> _Your goal_:
All of the data below is to be written out again exactly.

> _Source records_:
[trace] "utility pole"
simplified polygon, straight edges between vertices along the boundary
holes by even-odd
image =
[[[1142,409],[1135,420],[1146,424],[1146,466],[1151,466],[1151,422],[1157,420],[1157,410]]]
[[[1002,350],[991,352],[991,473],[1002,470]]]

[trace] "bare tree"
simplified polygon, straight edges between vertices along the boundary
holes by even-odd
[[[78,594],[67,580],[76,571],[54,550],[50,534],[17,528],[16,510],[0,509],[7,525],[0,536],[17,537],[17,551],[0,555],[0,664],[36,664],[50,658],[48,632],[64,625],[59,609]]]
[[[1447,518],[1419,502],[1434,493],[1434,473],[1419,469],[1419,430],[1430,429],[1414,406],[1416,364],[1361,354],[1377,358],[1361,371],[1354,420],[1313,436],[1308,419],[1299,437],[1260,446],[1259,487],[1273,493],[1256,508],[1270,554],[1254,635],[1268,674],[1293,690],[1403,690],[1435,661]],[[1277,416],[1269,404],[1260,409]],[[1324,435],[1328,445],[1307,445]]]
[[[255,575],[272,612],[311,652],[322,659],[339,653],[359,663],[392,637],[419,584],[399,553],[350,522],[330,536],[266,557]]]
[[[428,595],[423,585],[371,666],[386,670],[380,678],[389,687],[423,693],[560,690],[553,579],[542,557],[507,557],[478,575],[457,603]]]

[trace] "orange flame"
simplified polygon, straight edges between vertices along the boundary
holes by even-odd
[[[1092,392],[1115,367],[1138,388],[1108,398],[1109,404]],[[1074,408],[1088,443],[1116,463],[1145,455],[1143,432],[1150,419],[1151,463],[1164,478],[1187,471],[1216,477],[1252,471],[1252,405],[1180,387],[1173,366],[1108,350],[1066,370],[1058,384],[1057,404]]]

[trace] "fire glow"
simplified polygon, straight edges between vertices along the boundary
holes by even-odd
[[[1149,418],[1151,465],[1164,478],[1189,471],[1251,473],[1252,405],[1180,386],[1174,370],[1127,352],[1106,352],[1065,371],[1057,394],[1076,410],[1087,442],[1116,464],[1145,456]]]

> _Response to this task_:
[trace] "utility pole"
simplified polygon, straight edges between vertices along the boundary
holes by even-odd
image =
[[[1142,409],[1135,420],[1146,424],[1146,466],[1151,466],[1151,422],[1157,420],[1157,410]]]
[[[1002,350],[991,352],[991,473],[1002,470]]]

[trace] "bare tree"
simplified polygon, straight edges between vertices along the boundary
holes by even-odd
[[[78,594],[67,580],[76,571],[54,550],[50,534],[17,528],[16,510],[0,509],[7,525],[0,536],[17,537],[17,551],[0,555],[0,664],[36,664],[50,658],[48,632],[64,625],[59,609]]]
[[[1447,518],[1419,502],[1434,493],[1434,473],[1419,469],[1419,430],[1430,429],[1414,406],[1416,364],[1361,354],[1377,358],[1361,371],[1354,420],[1313,436],[1308,419],[1299,437],[1260,446],[1259,487],[1273,493],[1256,508],[1270,554],[1254,635],[1268,674],[1293,690],[1403,690],[1435,661]],[[1277,416],[1269,404],[1260,409]],[[1324,435],[1328,445],[1307,445]]]
[[[255,575],[272,612],[311,652],[322,659],[339,653],[359,663],[392,637],[419,584],[399,553],[350,522],[330,536],[266,557]]]
[[[428,595],[423,585],[371,666],[386,670],[380,678],[389,687],[423,693],[560,690],[553,579],[542,557],[507,557],[478,575],[457,603]]]

[trace] "orange flame"
simplified polygon, straight edges between vertices along the boundary
holes by even-odd
[[[1092,392],[1115,367],[1138,388],[1108,398],[1109,404]],[[1074,408],[1088,443],[1116,463],[1145,455],[1143,432],[1150,419],[1151,463],[1164,478],[1187,471],[1216,477],[1252,471],[1252,405],[1180,387],[1173,366],[1108,350],[1066,370],[1058,384],[1057,404]]]

[trace] "fire glow"
simplified polygon, straight edges between vertices along the boundary
holes by even-odd
[[[1149,418],[1151,465],[1164,478],[1189,471],[1251,473],[1252,405],[1180,386],[1174,370],[1127,352],[1106,352],[1065,371],[1057,394],[1076,410],[1087,442],[1116,464],[1145,456]]]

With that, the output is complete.